SOURCE EXTRACT =
——————
GNU & You, Building a Better World

H. Chu
Jet Propulsion Laboratory
California Institute of Technology
Pasadena, CA 91109
hyc@hanauma.jpl.nasa.gov
Ph (818) 354-3792

Abstract

The phrase "compute server" is well-known, and most computing clusters include a variety of fast machines designated as such. This paper describes a "compile server," a server used for building programs to be run on other systems in a network. The goal is to provide an efficient base for building large program sets, such as a release of the X Window System. The approach is based on using the GNU C compiler as a cross-compiler for all the target systems, and using GNU Make to give flexibility to the actual build procedure. A sample configuration is described, focused on Release 4 of X Version 11.

1 Introduction

Computer users are always wanting more power, and parallel architectures were developed as a quick means of delivering that power. When looking at MIPS and MFLOPS, it seems so obvious that a ten-processor system is an order of magnitude better than a single-processor system. Unfortunately, with real-world problems it is difficult to realize the full potential of a parallel system. Most software is written with a single-processor mindset, coding for a parallel environment can be difficult, and most programmers have little experience with parallel systems.
——————
TASK REQUIREMENTS =
**A.** Answer these questions from the compile-server paper.
(i) Which compiler does the approach use as a cross-compiler for all the target systems?
(ii) Which release is the sample configuration focused on?
(iii) According to the introduction, with what mindset is most software written?
**B.** Repeat the passage of the compile-server paper starting at "GNU & You, Building" and ending at "X Version 11.".
**C.** Summarize the compile-server paper in two sentences.

(Collected data)
——————
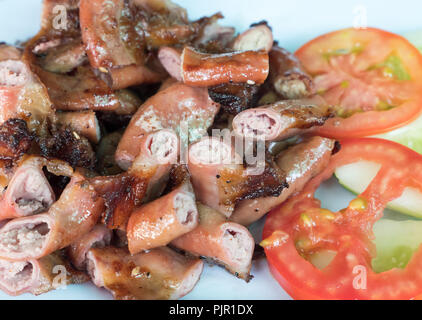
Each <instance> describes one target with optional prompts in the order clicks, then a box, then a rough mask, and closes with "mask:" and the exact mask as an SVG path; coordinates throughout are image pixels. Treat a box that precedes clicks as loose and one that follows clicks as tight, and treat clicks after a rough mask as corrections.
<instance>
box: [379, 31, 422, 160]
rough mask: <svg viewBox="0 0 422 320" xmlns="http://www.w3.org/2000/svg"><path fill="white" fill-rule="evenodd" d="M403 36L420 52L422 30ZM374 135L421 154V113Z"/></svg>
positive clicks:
——————
TASK RESPONSES =
**A.**
(i) The GNU C compiler.
(ii) Release 4 of X Version 11.
(iii) A single-processor mindset.

**B.**
GNU & You, Building a Better World

H. Chu
Jet Propulsion Laboratory
California Institute of Technology
Pasadena, CA 91109
hyc@hanauma.jpl.nasa.gov
Ph (818) 354-3792

Abstract

The phrase "compute server" is well-known, and most computing clusters include a variety of fast machines designated as such. This paper describes a "compile server," a server used for building programs to be run on other systems in a network. The goal is to provide an efficient base for building large program sets, such as a release of the X Window System. The approach is based on using the GNU C compiler as a cross-compiler for all the target systems, and using GNU Make to give flexibility to the actual build procedure. A sample configuration is described, focused on Release 4 of X Version 11.

**C.** The paper describes a compile server, a server that builds programs to be run on other systems in a network, with the goal of providing an efficient base for building large program sets such as a release of the X Window System. It uses the GNU C compiler as a cross-compiler for all target systems and GNU Make for flexibility in the build procedure, and it describes a sample configuration focused on Release 4 of X Version 11.